WHAT YOU SHOULD DO:
Reproduce the records below line for line, without changing anything. Leave the pictures out of your answer.
━━ MATERIAL FOR THE TASK
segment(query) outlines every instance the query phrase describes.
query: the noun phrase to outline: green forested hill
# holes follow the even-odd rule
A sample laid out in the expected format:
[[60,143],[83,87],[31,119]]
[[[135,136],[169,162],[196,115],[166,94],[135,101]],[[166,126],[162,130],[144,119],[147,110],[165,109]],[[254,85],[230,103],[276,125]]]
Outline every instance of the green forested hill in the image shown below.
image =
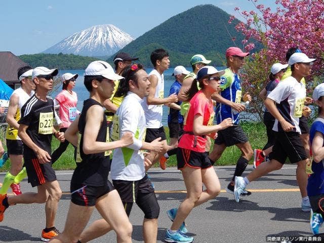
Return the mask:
━━━━
FULL OUTPUT:
segment(query) outlines every instance the query phrase describes.
query: the noun phrase to outline: green forested hill
# holes follow the even-odd rule
A sample laid out in the expected format:
[[60,143],[83,87],[31,119]]
[[[135,136],[169,162],[196,115],[166,94],[135,101]],[[166,126],[162,130],[144,119],[147,110],[165,109]],[[254,85],[230,103],[276,125]]]
Outline every instance of the green forested hill in the image shown below.
image =
Return the mask:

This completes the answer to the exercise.